Challenge: Every entry must be duplicated precisely as written.

•••••

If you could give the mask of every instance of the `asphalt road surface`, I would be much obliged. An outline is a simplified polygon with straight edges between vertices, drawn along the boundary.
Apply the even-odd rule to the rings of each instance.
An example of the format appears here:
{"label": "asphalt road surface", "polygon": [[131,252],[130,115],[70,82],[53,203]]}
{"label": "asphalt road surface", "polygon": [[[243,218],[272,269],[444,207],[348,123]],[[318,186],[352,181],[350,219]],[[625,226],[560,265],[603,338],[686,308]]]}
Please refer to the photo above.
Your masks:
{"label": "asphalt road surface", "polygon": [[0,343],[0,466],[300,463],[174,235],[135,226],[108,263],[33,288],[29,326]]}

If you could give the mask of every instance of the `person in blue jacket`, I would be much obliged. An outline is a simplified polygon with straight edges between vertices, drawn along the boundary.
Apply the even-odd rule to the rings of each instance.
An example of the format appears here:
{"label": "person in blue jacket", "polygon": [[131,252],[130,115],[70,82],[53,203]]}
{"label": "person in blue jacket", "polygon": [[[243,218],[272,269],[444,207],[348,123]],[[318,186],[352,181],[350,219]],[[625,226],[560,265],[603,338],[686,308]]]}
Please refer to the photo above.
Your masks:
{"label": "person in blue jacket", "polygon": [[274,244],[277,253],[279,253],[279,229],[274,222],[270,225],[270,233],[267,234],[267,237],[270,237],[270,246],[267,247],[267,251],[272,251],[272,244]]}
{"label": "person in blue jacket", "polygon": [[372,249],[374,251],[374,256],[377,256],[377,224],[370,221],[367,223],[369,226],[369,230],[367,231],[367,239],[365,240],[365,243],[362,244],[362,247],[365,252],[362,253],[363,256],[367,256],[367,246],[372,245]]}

•••••

Answer to the task:
If you could give the mask of every instance of the `asphalt road surface`, I would be much obliged. An outline is a simplified polygon with straight edges between vertices, drawn along the boundary.
Apply the even-odd rule to the rings of each instance.
An example of the format appears here:
{"label": "asphalt road surface", "polygon": [[131,252],[130,115],[70,82],[53,203]]}
{"label": "asphalt road surface", "polygon": [[[243,218],[272,269],[444,207],[348,123]],[[318,186],[352,181],[350,219]],[[625,226],[560,265],[603,338],[686,308]]]}
Please refer to the photo above.
Your masks:
{"label": "asphalt road surface", "polygon": [[0,343],[0,466],[300,463],[174,235],[135,226],[108,263],[33,288],[29,326]]}

If you could give the mask of every instance of the `person in blue jacket`, I would be much obliged. An outline is a simplified polygon with straight edges between vertices, drawn along the boundary.
Apply the even-odd rule to the rings of each instance.
An example of the format appears here:
{"label": "person in blue jacket", "polygon": [[131,252],[130,115],[70,82],[53,203]]}
{"label": "person in blue jacket", "polygon": [[[243,218],[272,269],[444,207],[348,123]],[[318,186],[352,181],[350,219]],[[625,226],[560,265],[603,338],[686,308]]]}
Please refer to the photo above.
Your masks:
{"label": "person in blue jacket", "polygon": [[274,244],[277,253],[279,253],[279,229],[274,222],[270,225],[270,233],[267,234],[267,237],[270,237],[270,246],[267,247],[267,251],[272,251],[272,244]]}
{"label": "person in blue jacket", "polygon": [[372,249],[374,251],[374,256],[377,256],[377,224],[370,221],[367,223],[369,226],[369,230],[367,231],[367,239],[365,240],[365,243],[362,244],[362,247],[365,252],[362,253],[363,256],[367,256],[367,246],[372,245]]}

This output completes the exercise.